** BEGIN INPUT MATERIAL **

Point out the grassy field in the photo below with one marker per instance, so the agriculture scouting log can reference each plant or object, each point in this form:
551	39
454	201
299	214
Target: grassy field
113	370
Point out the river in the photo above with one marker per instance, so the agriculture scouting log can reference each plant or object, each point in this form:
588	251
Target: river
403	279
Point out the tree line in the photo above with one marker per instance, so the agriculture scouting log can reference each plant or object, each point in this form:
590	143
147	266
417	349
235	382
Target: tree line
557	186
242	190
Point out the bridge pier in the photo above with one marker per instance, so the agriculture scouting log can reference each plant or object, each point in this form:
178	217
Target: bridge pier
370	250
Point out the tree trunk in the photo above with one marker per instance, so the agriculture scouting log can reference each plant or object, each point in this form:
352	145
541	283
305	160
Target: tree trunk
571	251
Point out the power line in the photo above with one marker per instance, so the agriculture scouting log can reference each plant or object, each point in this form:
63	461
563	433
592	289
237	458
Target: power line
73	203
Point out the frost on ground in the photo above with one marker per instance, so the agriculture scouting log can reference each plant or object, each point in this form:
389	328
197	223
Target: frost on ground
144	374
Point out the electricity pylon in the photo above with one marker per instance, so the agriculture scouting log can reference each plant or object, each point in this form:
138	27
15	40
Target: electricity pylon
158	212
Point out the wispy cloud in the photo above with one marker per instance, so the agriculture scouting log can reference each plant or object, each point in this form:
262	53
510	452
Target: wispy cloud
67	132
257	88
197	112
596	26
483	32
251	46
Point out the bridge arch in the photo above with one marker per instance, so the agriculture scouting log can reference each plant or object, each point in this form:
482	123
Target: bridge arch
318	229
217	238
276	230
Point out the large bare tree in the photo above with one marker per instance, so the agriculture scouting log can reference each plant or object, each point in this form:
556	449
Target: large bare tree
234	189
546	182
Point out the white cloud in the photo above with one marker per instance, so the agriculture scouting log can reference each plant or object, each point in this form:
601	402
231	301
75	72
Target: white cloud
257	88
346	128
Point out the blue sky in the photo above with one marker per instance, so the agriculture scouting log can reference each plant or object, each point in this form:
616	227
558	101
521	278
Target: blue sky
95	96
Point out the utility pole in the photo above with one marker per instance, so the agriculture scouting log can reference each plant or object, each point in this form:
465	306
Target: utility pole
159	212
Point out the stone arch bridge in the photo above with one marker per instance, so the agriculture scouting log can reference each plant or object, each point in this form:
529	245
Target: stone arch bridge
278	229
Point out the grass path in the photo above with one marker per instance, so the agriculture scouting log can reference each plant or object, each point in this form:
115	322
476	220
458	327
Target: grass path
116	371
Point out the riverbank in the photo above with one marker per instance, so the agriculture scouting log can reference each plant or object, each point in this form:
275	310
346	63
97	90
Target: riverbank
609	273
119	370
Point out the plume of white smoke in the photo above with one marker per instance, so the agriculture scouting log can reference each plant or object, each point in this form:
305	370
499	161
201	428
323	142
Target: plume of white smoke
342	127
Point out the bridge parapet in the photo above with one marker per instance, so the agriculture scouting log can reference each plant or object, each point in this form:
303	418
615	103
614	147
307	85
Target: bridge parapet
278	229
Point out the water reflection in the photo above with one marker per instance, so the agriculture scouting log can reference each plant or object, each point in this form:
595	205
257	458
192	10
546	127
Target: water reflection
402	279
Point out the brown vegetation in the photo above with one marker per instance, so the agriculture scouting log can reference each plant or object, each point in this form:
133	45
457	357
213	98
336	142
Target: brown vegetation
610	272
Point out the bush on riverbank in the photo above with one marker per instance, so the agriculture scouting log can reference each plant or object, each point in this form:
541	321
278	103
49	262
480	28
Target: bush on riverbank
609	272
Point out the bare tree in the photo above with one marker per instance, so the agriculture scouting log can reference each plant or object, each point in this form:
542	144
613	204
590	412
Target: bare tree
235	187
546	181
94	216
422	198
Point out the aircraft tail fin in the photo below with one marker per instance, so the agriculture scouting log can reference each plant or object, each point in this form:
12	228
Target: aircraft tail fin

** END INPUT MATERIAL **

▶ **EXERCISE TASK**: Give an exact copy of all the data shown above.

▶ **FINAL RESULT**:
Point out the grassy field in the photo below with one marker per instance, so the agriculture scouting log can reference each plant or object, each point in this form:
551	39
454	201
299	214
Target: grassy field
113	370
Point out the river in the photo above with one marker per instance, so the agriculture scouting log can reference each plant or object, each point in this form:
588	251
Target: river
403	279
Point out the tree line in the photo above with one marker per instance, so the agriculture scouting log can reference each plant or object, each point in this form:
590	143
147	266
417	349
235	382
Target: tree line
557	186
242	190
Point out the bridge pier in the photo above with one marker per instance, so the agriculture scouting log can reference each plant or object, each point in this form:
178	217
Target: bridge pier
370	250
Point out the tree trunk in the photo above with one marker per instance, so the agriculture scouting log can reference each plant or object, each point in this form:
352	145
541	283
305	160
Target: tree trunk
571	251
Point out the power line in the photo above with one marker per instance, so the agriculture scouting log can reference each plant or object, each point in this form:
63	461
563	433
592	289
237	458
Target: power line
73	203
Point out the frost on ground in the photo above with one marker per instance, so the agriculture scouting log can reference each plant or object, each point in this form:
389	328
197	223
Target: frost on ground
144	374
Point out the electricity pylon in the photo above with one marker per instance, so the agriculture scouting log can reference each plant or object, each point in this form:
138	27
15	40
Target: electricity pylon
158	212
Point out the wispy cloud in the photo above with one marker per instance, so the agriculture scouting log can reference each plant or object, each point in this form:
262	53
510	452
Target: wispy cloud
67	132
257	88
197	112
596	26
483	32
251	46
Point out the bridge arch in the photo above with one marker per instance, so the agriculture scouting log can reference each plant or object, each point in this form:
482	123
Target: bridge arch
318	229
217	238
276	230
Point out the large bare tree in the photo above with one marker per instance, so the agriculture scouting log can reference each plant or object, each point in this form:
556	449
Target: large bare tree
234	189
546	182
Point out the white cloud in the photo above with one marker per instance, so the agriculture scouting log can reference each plant or object, each point in this form:
601	402
231	301
75	72
Target: white cloud
257	88
346	128
Point out the blue sky in the photo above with one marker per instance, so the agriculture scouting log can reference each plant or object, each point in this form:
616	227
558	101
521	278
Target: blue sky
95	96
Point out the utility pole in the photo above with one marker per instance, so the agriculture scouting log can reference each plant or object, each point in this form:
465	306
Target: utility pole
159	212
Point out the stone arch bridge in the photo above with one marker per instance, so the agriculture scouting log can reference each plant or object, each point in this form:
529	245
Target: stone arch bridge
278	229
Point out the grass path in the photo above with one marker per instance, so the agriculture scouting log can reference each plant or object, each point in this form:
115	322
476	220
458	327
Target: grass path
116	371
Point out the riverbank in the photo above with one marker per instance, so the agriculture scouting log can reference each plant or object, each point in this form:
275	310
346	63
97	90
Target: riverbank
609	273
119	370
Point out the plume of white smoke in the photo above with one marker per instance, so the agriculture scouting log can reference each plant or object, each point in this form:
305	370
499	161
201	428
323	142
Target: plume of white smoke
342	127
Point out the bridge parapet in the photo above with one marker per instance, so the agriculture scouting log can reference each plant or object, each point in this form:
303	418
615	103
614	147
307	85
Target: bridge parapet
278	229
Point out the water reflection in the photo above with one marker per instance, so the agriculture scouting log can reference each plant or object, each point in this form:
595	205
257	458
192	10
546	127
Target: water reflection
402	279
Point out the brown vegetation in the photo above with one marker per instance, so the agriculture scouting log can reference each plant or object, each point in this form:
133	45
457	357
213	98
336	142
Target: brown vegetation
610	272
Point out the bush on riverbank in the photo above with one marker per instance, so the agriculture scouting log can reference each plant or object, each point in this form:
541	321
278	103
49	262
480	28
Target: bush on riverbank
609	272
Point out the bare tree in the photo above with one marker per instance, so the agriculture scouting log can reference each plant or object, each point in this form:
542	144
613	204
590	412
Target: bare tree
235	187
546	181
94	216
422	198
Point out the aircraft tail fin in the photo below with one marker per instance, so the agriculture scouting log can reference each plant or object, each point in this form:
12	228
Target: aircraft tail fin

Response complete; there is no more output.